▶ Problema da risolvere
Per favore, rispondi a queste domande sul brano, numerando le risposte allo stesso modo:
1. In quale commissariato fu trattenuta Alina Bonar Diachuk?
2. Per quanti minuti fu lasciata agonizzante?
3. Quanti casi di violenze e abusi su cittadini stranieri sono stati accertati oltre al suo?

▶ Brano
+---+

Carlo Baffi, Vincenzo Panasiti, Alessandro De Antoni, Cristiano
Resmini, Alberto Strambaci, Fabrizio Maniago, Thomas Battorti, Roberto Savron, Ivan
Tikulin. Tutti assolti i 9 poliziotti che nell’aprile 2012 sequestrarono Alina
Bonar Diachuk, detenendola illegalmente per 2 giorni in una cella video
sorvegliata di “sicurezza” del commissariato di Villa Opicina e lasciandola
agonizzante per 40 minuti, impiccata a un termosifone.
Oltre ad Alina, sono stati accertati ben 175 casi di violenze e abusi su cittadini stranieri, trattenuti in quel commissariato senza alcun provvedimento restrittivo dell’Autorità giudiziaria.
Vicino alla sua scrivania Carlo Baffi, funzionario responsabile dell’Ufficio stranieri della Questura, teneva in bella vista un cartello con su scritto “Ufficio Epurazione”, una foto di Benito Mussolini e un fermacarte con il motto fascista “Boia chi molla”.

+---+

▶ Dati forniti
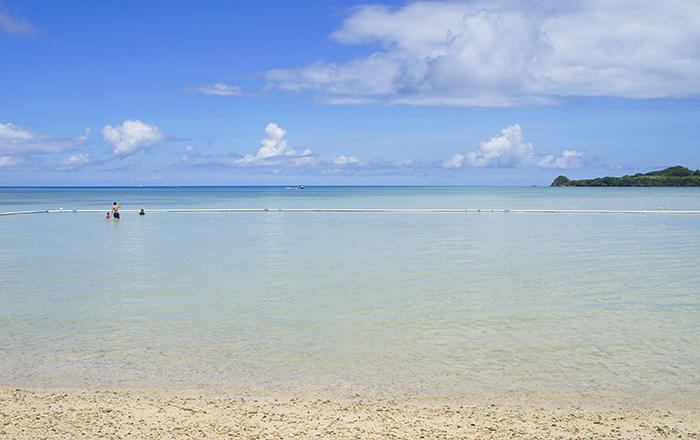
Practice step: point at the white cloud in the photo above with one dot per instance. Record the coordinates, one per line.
(503, 53)
(510, 151)
(456, 161)
(131, 136)
(567, 159)
(16, 26)
(75, 161)
(15, 139)
(9, 161)
(273, 145)
(220, 89)
(345, 160)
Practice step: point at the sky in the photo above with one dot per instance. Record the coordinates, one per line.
(497, 92)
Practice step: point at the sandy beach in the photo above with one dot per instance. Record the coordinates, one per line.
(33, 414)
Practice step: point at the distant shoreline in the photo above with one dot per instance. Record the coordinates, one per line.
(677, 176)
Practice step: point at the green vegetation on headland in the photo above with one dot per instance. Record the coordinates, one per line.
(674, 176)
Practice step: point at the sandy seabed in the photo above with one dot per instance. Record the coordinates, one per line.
(168, 414)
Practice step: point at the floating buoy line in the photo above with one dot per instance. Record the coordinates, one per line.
(367, 210)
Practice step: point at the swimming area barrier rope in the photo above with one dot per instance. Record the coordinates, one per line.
(351, 210)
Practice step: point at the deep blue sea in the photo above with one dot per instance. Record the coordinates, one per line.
(363, 301)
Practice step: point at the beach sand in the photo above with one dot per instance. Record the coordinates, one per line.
(52, 414)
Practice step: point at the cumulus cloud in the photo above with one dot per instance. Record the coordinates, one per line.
(220, 89)
(504, 53)
(510, 151)
(18, 140)
(10, 161)
(74, 161)
(273, 145)
(16, 26)
(131, 136)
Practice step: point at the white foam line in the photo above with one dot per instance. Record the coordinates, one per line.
(367, 210)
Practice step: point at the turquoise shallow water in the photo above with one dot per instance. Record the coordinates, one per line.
(398, 303)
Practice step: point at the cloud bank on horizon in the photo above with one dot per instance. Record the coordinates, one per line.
(505, 53)
(480, 53)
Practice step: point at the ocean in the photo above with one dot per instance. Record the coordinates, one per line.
(391, 303)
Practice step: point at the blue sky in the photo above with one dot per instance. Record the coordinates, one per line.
(345, 93)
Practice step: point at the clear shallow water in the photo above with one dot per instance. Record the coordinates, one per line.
(419, 302)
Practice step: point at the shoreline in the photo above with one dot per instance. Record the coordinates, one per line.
(210, 413)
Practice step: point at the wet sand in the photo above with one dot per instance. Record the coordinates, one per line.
(52, 414)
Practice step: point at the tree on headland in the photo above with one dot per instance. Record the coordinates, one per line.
(673, 176)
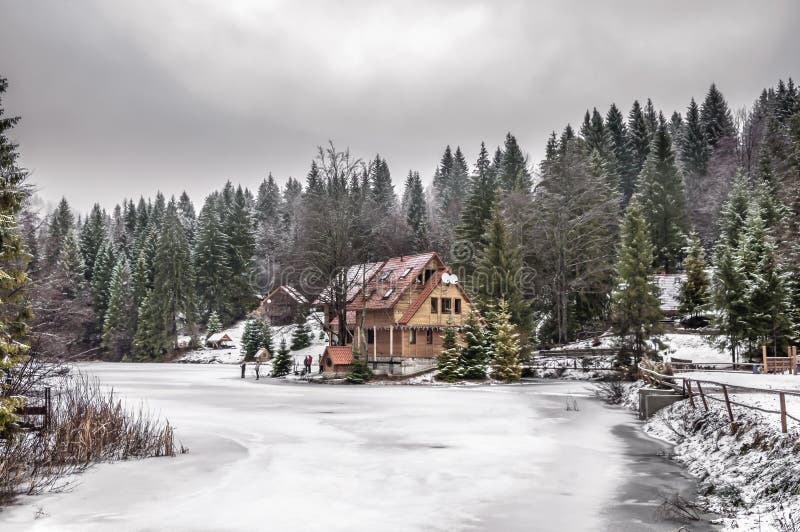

+---+

▶ Risultato finale
1. Nel commissariato di Villa Opicina.
2. Per 40 minuti.
3. 175 casi.